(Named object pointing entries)
□ □ □ □ □

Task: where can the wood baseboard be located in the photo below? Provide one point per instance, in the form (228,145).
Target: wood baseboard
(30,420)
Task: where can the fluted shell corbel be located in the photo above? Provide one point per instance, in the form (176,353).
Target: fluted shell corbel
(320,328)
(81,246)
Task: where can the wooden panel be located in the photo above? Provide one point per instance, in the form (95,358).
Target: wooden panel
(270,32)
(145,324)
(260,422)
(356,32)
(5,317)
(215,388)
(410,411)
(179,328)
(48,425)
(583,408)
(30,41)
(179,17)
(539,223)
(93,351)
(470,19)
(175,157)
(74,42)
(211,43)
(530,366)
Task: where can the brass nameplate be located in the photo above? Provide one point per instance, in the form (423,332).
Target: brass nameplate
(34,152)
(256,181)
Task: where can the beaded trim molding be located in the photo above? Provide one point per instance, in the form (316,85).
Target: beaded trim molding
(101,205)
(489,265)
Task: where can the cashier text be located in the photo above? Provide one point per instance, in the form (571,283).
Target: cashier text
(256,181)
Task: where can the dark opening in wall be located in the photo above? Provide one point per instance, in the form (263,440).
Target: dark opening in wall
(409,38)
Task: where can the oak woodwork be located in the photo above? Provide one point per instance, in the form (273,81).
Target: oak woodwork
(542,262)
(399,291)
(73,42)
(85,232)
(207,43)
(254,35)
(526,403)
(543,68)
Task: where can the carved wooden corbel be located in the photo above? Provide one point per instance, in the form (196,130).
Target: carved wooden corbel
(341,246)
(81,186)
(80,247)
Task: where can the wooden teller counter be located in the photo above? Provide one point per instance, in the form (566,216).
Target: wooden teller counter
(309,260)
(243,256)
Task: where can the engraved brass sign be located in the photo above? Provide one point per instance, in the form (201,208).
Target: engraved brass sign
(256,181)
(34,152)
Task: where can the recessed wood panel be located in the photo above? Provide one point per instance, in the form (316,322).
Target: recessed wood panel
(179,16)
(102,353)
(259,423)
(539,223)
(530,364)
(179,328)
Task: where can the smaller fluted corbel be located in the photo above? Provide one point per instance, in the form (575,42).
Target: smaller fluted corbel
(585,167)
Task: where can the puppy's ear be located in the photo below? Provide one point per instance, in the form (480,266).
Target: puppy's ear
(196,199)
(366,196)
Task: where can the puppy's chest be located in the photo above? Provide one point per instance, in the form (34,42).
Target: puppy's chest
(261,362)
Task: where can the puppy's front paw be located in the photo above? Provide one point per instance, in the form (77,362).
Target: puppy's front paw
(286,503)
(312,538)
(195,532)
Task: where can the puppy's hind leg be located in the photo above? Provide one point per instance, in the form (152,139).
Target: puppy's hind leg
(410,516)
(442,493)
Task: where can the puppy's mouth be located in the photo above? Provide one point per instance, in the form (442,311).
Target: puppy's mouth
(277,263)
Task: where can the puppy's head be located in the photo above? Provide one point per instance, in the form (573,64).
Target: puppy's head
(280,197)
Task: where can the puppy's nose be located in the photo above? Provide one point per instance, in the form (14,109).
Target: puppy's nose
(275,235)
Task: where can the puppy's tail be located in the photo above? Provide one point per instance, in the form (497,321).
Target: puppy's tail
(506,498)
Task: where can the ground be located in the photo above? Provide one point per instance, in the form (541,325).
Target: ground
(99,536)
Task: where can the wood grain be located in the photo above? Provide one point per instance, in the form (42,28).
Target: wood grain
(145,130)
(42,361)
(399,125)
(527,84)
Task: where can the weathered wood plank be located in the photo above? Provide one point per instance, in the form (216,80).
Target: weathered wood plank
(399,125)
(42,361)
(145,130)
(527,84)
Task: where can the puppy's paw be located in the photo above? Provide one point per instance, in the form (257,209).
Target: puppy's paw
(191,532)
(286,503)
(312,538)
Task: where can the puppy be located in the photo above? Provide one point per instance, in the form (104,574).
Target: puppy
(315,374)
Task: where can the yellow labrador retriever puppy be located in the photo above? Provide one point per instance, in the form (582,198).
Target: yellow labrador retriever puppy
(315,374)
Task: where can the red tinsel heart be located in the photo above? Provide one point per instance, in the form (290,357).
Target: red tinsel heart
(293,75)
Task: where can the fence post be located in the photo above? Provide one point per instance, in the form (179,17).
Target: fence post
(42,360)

□ □ □ □ □

• Written exercise: Reproduce only the lines from the line containing "Task: where can the puppy's head" to the last line of the material above, both of those lines included.

• Answer to the exercise:
Task: where can the puppy's head be located in the photo above? Provide one point per instance, in the form (573,64).
Target: puppy's head
(280,197)
Task: where can the puppy's nose be located in the photo above? Provide one point per instance, in the form (14,109).
Target: puppy's nose
(275,235)
Task: where can the puppy's tail be located in the photo above? Provide one point per instance, in the form (497,321).
Target: puppy's tail
(506,498)
Task: where can the ground be located in the photo above? Provide one point per instance, in the form (541,325).
Target: ground
(99,536)
Task: where can the wood grain be located in the photo above? Provide one point per instance, in the form (42,28).
Target: wood grain
(145,130)
(42,361)
(399,125)
(527,84)
Task: where can the weathered wood plank be located in the photo above? Provide one point per instance, in the form (216,80).
Target: weathered wood plank
(399,125)
(42,361)
(145,130)
(527,84)
Task: where can the puppy's paw be located in the photo above? Provide one point per instance, in the form (257,209).
Target: puppy's paw
(191,532)
(286,503)
(312,538)
Task: where can the puppy be located in the photo above? Provide one point per instance, in the form (104,574).
Target: puppy
(315,374)
Task: where can the yellow labrador retriever puppy be located in the photo above? Provide one point per instance, in the form (582,198).
Target: yellow labrador retriever puppy
(315,374)
Task: where can the red tinsel heart be located in the photo above? Provide one point per instance, in the form (290,357).
Target: red tinsel heart
(293,75)
Task: where can the fence post be located in the photo above? Provide one point per instance, in the form (179,17).
Target: fence post
(42,360)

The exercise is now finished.